## Detection examples
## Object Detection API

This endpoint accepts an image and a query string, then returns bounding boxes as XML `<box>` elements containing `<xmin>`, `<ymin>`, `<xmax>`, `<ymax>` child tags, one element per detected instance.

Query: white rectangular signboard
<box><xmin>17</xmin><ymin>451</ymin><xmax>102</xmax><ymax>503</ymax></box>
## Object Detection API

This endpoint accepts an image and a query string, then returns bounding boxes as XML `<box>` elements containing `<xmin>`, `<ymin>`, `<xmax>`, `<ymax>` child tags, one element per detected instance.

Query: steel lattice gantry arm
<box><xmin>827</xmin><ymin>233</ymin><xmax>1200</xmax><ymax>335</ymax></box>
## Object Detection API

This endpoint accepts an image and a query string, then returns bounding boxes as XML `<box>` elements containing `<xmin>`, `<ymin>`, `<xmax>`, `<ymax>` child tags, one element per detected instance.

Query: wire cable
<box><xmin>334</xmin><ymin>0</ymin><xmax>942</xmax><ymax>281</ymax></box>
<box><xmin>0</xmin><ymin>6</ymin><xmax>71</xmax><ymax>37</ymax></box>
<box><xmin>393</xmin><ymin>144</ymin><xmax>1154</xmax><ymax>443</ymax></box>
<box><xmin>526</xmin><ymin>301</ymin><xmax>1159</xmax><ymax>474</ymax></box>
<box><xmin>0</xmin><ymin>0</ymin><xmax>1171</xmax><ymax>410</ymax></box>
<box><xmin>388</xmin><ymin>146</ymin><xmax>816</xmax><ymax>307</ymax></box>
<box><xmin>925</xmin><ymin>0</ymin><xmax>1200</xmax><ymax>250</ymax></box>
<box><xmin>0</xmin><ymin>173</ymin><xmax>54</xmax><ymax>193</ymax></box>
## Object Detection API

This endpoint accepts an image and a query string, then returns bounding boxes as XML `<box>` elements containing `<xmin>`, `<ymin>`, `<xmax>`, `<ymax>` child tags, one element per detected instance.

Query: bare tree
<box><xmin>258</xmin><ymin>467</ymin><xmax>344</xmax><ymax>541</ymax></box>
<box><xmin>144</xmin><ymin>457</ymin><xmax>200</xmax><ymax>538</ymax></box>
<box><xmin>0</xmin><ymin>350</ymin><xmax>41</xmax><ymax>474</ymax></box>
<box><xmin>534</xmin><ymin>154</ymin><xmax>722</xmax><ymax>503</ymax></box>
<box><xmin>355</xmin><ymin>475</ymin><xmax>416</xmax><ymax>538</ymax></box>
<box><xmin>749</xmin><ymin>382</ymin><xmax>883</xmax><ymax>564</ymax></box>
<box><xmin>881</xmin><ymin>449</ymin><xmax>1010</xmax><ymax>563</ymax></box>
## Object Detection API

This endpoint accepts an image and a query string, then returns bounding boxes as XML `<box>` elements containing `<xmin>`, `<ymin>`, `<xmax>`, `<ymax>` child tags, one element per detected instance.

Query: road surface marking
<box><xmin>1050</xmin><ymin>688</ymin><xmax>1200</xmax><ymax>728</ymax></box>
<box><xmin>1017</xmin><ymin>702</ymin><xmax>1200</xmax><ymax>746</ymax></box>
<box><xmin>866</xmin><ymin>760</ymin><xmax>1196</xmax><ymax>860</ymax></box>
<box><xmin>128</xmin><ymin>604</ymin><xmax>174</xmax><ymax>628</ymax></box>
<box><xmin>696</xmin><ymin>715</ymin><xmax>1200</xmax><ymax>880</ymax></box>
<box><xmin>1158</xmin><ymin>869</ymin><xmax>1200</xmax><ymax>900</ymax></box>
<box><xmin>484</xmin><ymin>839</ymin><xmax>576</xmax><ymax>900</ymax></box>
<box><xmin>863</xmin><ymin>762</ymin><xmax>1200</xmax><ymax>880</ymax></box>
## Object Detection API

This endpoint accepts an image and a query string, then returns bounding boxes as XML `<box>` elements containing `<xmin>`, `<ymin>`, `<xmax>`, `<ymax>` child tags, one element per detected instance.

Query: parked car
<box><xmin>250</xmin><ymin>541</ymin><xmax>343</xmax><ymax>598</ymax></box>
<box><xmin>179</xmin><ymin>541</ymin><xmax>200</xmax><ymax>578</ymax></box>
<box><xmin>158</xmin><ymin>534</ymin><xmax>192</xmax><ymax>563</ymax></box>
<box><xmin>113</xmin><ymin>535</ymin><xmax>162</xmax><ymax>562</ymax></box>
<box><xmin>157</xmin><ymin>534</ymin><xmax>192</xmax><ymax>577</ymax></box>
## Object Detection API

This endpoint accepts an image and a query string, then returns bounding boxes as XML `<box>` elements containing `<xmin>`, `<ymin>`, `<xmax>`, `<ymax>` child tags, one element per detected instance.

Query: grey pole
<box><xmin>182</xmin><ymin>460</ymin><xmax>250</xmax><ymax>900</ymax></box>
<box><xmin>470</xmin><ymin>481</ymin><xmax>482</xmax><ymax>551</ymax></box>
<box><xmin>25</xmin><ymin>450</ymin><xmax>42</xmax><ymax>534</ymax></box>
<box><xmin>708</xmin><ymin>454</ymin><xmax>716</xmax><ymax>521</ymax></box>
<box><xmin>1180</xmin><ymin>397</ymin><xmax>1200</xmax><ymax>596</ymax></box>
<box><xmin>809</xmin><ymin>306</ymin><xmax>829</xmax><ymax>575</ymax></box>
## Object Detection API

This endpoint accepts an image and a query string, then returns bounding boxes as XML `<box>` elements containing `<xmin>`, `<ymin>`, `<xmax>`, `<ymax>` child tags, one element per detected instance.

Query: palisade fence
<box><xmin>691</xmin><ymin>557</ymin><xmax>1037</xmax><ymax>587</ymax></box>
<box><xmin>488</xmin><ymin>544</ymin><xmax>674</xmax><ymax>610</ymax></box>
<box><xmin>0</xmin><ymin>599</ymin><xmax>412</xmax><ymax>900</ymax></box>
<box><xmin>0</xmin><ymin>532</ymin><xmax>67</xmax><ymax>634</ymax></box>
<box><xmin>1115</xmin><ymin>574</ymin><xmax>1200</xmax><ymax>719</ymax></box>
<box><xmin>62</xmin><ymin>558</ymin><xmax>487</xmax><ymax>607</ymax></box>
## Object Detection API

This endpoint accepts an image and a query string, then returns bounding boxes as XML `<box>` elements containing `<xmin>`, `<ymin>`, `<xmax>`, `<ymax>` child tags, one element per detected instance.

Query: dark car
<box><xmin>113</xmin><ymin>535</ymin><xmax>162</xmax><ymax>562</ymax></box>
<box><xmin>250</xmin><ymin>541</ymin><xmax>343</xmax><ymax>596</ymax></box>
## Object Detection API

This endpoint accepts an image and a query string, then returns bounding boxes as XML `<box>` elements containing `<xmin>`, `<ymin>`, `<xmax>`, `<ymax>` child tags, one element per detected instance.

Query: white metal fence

## TASK DESCRIPTION
Count the lines in the rows above that contain the string "fence" and give only that number.

## THE REPLY
2